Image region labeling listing
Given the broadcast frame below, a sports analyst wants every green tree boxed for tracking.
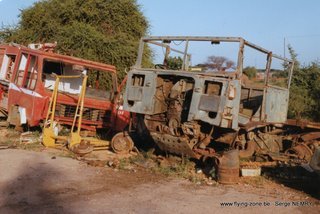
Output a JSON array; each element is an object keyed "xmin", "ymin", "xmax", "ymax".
[
  {"xmin": 0, "ymin": 0, "xmax": 150, "ymax": 89},
  {"xmin": 167, "ymin": 57, "xmax": 183, "ymax": 70},
  {"xmin": 288, "ymin": 46, "xmax": 320, "ymax": 122}
]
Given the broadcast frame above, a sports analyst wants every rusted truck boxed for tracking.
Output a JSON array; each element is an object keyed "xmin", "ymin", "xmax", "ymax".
[
  {"xmin": 0, "ymin": 43, "xmax": 129, "ymax": 131},
  {"xmin": 124, "ymin": 37, "xmax": 319, "ymax": 164}
]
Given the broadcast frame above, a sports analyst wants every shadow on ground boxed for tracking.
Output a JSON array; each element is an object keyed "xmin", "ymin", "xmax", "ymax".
[
  {"xmin": 262, "ymin": 166, "xmax": 320, "ymax": 199},
  {"xmin": 0, "ymin": 158, "xmax": 70, "ymax": 213}
]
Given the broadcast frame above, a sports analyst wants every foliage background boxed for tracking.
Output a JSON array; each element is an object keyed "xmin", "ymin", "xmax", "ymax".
[{"xmin": 0, "ymin": 0, "xmax": 149, "ymax": 88}]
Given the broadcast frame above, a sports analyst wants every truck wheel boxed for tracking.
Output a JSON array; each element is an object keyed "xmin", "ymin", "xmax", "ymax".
[{"xmin": 110, "ymin": 132, "xmax": 134, "ymax": 154}]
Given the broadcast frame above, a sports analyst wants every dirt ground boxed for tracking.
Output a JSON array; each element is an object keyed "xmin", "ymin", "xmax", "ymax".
[{"xmin": 0, "ymin": 130, "xmax": 320, "ymax": 213}]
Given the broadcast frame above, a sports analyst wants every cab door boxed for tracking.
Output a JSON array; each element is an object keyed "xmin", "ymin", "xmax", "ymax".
[{"xmin": 8, "ymin": 53, "xmax": 45, "ymax": 126}]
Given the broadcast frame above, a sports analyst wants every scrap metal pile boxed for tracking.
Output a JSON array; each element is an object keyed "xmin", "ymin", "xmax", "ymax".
[{"xmin": 124, "ymin": 37, "xmax": 320, "ymax": 181}]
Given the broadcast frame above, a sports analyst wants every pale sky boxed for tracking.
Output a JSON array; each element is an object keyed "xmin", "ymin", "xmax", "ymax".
[{"xmin": 0, "ymin": 0, "xmax": 320, "ymax": 64}]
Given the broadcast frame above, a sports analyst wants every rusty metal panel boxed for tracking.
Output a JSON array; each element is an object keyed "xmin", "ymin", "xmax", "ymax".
[
  {"xmin": 265, "ymin": 86, "xmax": 289, "ymax": 123},
  {"xmin": 199, "ymin": 95, "xmax": 220, "ymax": 112}
]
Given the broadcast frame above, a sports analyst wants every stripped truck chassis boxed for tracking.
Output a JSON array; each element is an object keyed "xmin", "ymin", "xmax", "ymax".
[
  {"xmin": 43, "ymin": 75, "xmax": 133, "ymax": 155},
  {"xmin": 124, "ymin": 37, "xmax": 320, "ymax": 162}
]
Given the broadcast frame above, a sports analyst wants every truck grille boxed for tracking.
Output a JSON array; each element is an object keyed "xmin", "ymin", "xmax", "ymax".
[{"xmin": 55, "ymin": 103, "xmax": 110, "ymax": 122}]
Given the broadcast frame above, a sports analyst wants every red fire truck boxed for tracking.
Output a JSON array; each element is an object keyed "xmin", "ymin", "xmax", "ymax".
[{"xmin": 0, "ymin": 43, "xmax": 129, "ymax": 131}]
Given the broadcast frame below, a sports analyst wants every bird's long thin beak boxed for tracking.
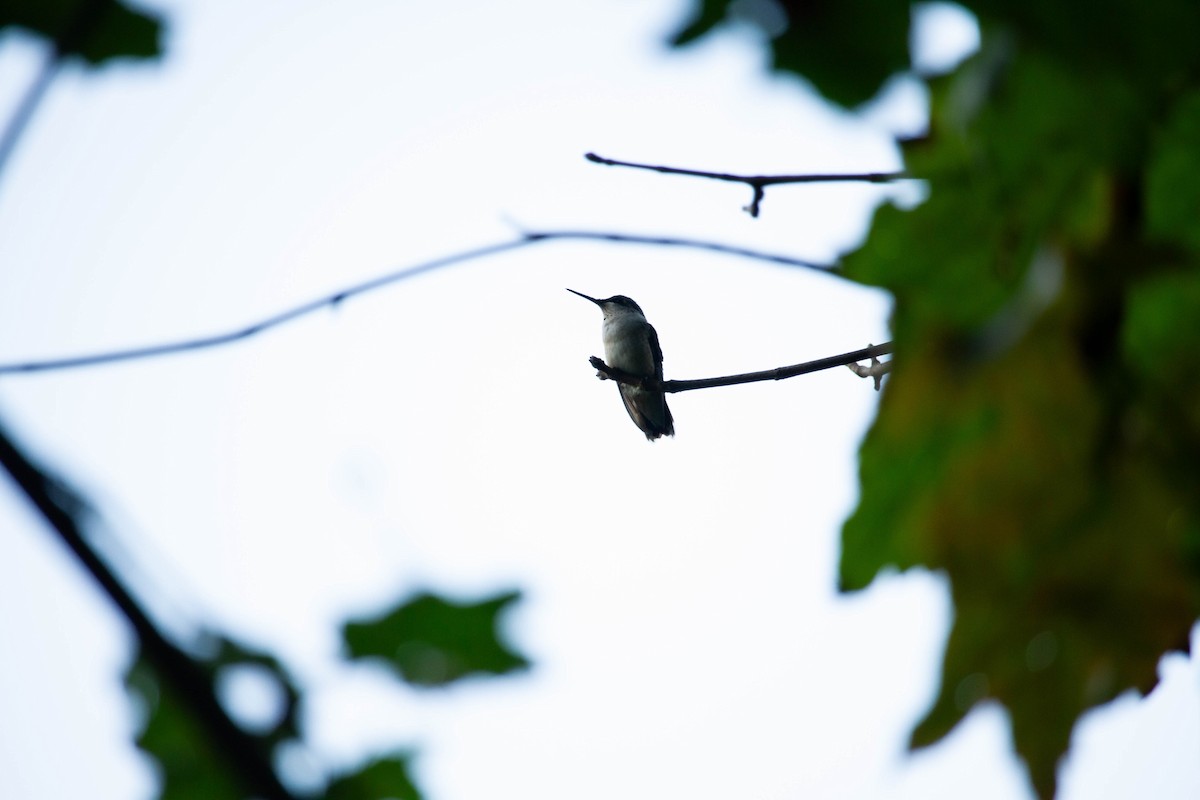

◆ The request
Please render the listing, from the line with "fire truck boxed for tracking." through the end of the listing, as a Markdown table with columns "No." and "Line", one row per line. Skip blank lines and leave the pictures out.

◆ Written solution
| No. | Line |
|---|---|
| 1 | Given the broadcast frame above, a sports analyst wants every red fire truck boxed for tracking. |
| 2 | Output a JSON array; each element is an object keyed "xmin", "ymin", "xmax", "ymax". |
| 3 | [{"xmin": 0, "ymin": 43, "xmax": 129, "ymax": 131}] |
| 4 | Given the broadcast frame below, a sports analyst wants every bird's long thin beak boxed for tracking. |